Convert each line of the rows below into a Markdown table with two columns, Line and Content, where Line gives the line's number. Skip blank lines and omit the pictures from your answer.

Photo-based point labeling data
━━━━━━━━━━
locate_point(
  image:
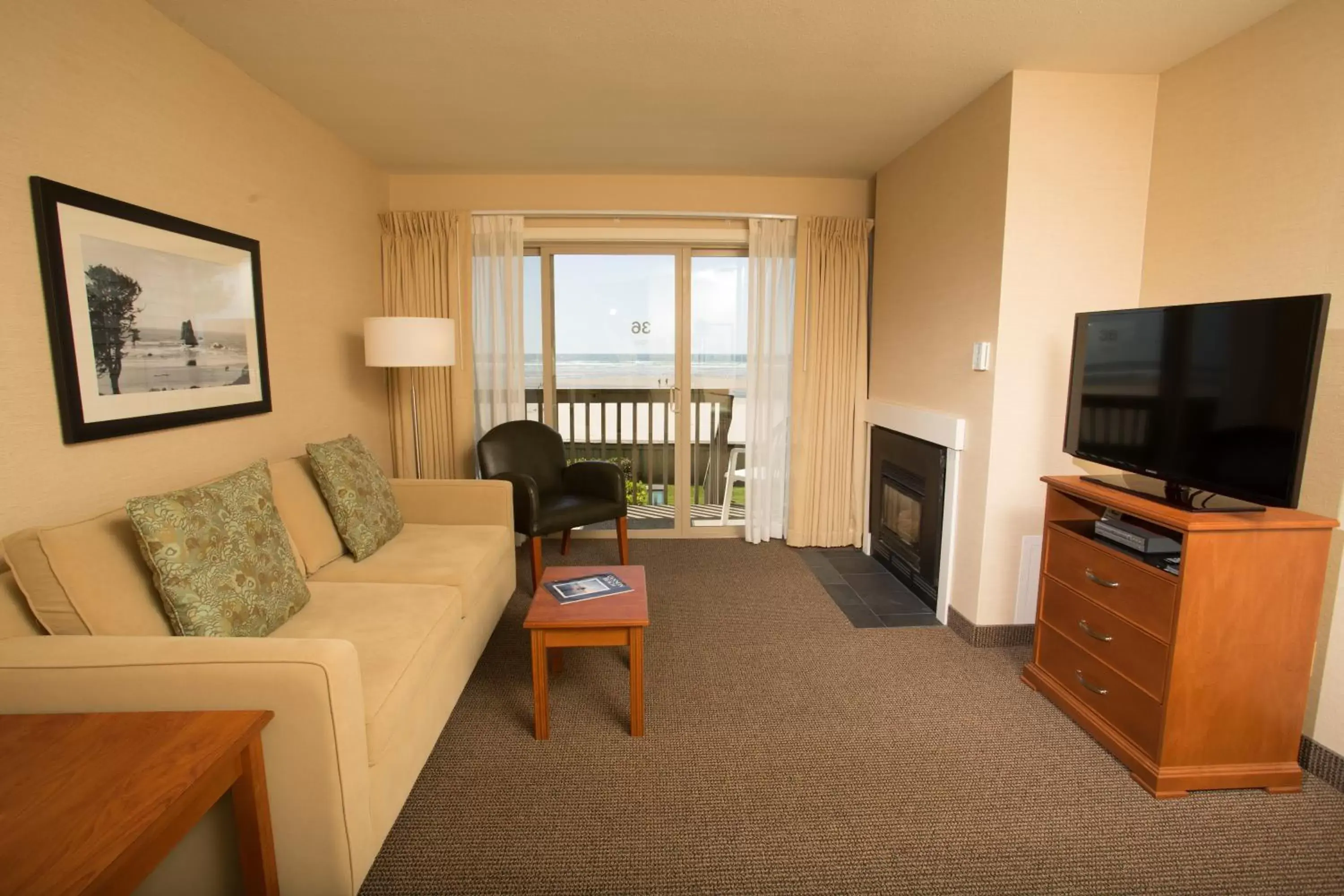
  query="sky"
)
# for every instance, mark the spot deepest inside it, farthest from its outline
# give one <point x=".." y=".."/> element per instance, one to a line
━━━━━━━━━━
EXERCISE SOLUTION:
| Line | Content |
|---|---|
| 1 | locate_point( |
| 2 |   image: |
| 3 |   query="sky" |
| 4 | ) |
| 5 | # for every instance, mark the spot deepest inside it, farthest from its outline |
| 6 | # give one <point x=".." y=".."/> element per instance, one to a line |